Problems:
1. In the forum post, rewrite the paragraph that begins "I am trying to check the speed" as a brief list that keeps its main facts.
2. Retype, character for character, the part of the forum post that opens with the words containing "when I'm testing" and closes with "ipiv_gpu.ptr, y_gpu.ptr, ldb)".

Selected passage:
- - - -

Hello ,

I am trying to check the speed on cpu and gpu for linear solver using numpy.solve() and cula.culaDeviceDgesv(). 
when I'm testing the function for about 300 samples the result on gpu is correct.but when I increase the number of samples I have two problem:

1- when increase to 400 and 500 I am getting this error:

numpy array time: 0.030175s
correctness= True

Traceback (most recent call last):
File "/home/jadidi/python-workespace/kernel/linear regression/solver.py", line 78, in 
gpu_result=gpu_solve(k,y)
File "/home/jadidi/python-workespace/kernel/linear regression/solver.py", line 61, in gpu_solve
t=cula.culaDeviceDgesv(n, nrhs, k_gpu.ptr, lda, ipiv_gpu.ptr, y_gpu.ptr, ldb)
File "/usr/local/lib/python2.7/dist-packages/scikits.cuda-0.042-py2.7.egg/scikits/cuda/cula.py", line 489, in culaDeviceDgesv
culaCheckStatus(status)
File "/usr/local/lib/python2.7/dist-packages/scikits.cuda-0.042-py2.7.egg/scikits/cuda/cula.py", line 210, in culaCheckStatus
raise culaExceptionsstatus
scikits.cuda.cula.culaRuntimeError: 4
PyCUDA WARNING: a clean-up operation failed (dead context maybe?)
cuEventDestroy failed: launch failed
PyCUDA WARNING: a clean-up operation failed (dead context maybe?)
cuEventDestroy failed: launch failed

2-when I increase the to 600 there is no error but the result on gpu are incorrect.!!

my code:

https://docs.google.com/document/d/1Owb20-6K_ffRuZH3FX2Vjgp4VD5YsLqXqF5jkWIL_wA/edit

I appreciate any help!

Mohsen

- - - -

Entries from an annotation dataset
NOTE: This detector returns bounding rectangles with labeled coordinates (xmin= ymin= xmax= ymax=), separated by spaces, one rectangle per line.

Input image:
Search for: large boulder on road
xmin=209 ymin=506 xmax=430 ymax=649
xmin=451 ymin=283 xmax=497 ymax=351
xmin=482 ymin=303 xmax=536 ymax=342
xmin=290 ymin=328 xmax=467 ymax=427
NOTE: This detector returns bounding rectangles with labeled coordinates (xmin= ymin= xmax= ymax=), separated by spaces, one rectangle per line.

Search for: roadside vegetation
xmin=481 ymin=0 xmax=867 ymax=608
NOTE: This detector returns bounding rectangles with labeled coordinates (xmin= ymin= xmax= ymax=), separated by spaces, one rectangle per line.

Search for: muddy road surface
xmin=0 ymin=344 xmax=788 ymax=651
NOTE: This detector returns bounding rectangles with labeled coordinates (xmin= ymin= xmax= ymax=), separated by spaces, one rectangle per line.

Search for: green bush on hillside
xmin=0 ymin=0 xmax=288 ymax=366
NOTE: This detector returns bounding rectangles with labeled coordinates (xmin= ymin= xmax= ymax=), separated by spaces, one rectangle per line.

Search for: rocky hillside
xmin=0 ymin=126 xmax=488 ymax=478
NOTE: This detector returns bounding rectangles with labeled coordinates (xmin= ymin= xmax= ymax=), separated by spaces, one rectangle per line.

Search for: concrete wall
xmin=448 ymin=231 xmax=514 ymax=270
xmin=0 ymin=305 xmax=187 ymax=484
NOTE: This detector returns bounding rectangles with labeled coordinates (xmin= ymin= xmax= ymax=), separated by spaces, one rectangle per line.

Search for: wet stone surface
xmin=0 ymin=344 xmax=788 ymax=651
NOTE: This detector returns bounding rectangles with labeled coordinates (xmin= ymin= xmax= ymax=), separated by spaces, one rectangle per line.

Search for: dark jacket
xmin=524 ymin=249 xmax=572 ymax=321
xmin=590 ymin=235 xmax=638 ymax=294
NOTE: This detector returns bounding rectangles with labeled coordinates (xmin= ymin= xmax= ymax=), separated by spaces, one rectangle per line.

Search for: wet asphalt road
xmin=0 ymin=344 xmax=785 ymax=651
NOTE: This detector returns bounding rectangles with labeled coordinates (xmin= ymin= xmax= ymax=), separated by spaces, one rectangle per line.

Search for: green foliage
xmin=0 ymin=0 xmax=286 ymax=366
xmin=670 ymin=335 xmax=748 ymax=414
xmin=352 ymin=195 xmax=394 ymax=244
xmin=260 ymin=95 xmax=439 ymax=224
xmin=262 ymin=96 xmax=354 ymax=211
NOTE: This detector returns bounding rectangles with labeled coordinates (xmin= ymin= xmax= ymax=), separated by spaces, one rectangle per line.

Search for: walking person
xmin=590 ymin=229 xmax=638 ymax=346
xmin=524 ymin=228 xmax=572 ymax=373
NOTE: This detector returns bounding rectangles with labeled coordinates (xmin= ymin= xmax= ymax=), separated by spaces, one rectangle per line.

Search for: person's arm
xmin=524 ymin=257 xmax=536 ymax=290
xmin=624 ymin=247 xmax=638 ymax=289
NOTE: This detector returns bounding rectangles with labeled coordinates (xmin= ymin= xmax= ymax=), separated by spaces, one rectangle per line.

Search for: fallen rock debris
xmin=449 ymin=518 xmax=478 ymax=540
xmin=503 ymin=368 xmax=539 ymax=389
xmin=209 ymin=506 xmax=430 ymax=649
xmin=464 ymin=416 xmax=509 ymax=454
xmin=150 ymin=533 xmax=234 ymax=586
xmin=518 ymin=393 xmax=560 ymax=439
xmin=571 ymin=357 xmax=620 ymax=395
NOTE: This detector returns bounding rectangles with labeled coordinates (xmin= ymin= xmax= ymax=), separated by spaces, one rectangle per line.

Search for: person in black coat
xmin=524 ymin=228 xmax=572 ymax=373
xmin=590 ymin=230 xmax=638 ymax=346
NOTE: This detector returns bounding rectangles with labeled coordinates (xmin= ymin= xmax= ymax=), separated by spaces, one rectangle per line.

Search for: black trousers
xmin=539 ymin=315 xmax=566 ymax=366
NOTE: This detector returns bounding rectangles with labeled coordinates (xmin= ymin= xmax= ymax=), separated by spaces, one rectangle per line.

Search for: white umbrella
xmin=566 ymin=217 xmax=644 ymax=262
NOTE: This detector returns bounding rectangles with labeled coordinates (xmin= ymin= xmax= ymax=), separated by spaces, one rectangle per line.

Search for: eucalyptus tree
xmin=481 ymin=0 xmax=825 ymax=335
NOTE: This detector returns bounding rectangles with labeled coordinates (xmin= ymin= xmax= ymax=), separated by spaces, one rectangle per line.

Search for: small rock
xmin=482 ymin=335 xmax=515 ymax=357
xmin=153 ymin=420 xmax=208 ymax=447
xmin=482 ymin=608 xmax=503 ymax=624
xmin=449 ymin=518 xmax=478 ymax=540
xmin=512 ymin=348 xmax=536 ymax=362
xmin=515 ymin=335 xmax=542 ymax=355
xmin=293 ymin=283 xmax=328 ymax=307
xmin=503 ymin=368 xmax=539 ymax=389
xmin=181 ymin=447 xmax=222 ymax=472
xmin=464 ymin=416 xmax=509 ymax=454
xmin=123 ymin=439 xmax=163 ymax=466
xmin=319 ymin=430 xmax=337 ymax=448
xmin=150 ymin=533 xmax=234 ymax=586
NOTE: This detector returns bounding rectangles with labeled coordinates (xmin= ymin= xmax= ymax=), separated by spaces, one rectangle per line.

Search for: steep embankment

- - - -

The responses:
1.
- Goal: compare CPU and GPU speed for a linear solver.
- Functions used: numpy.solve() on the CPU and cula.culaDeviceDgesv() on the GPU.
- At about 300 samples, the GPU result is correct.
- At larger sample counts, two problems appear.

2.
when I'm testing the function for about 300 samples the result on gpu is correct.but when I increase the number of samples I have two problem:

1- when increase to 400 and 500 I am getting this error:

numpy array time: 0.030175s
correctness= True

Traceback (most recent call last):
File "/home/jadidi/python-workespace/kernel/linear regression/solver.py", line 78, in 
gpu_result=gpu_solve(k,y)
File "/home/jadidi/python-workespace/kernel/linear regression/solver.py", line 61, in gpu_solve
t=cula.culaDeviceDgesv(n, nrhs, k_gpu.ptr, lda, ipiv_gpu.ptr, y_gpu.ptr, ldb)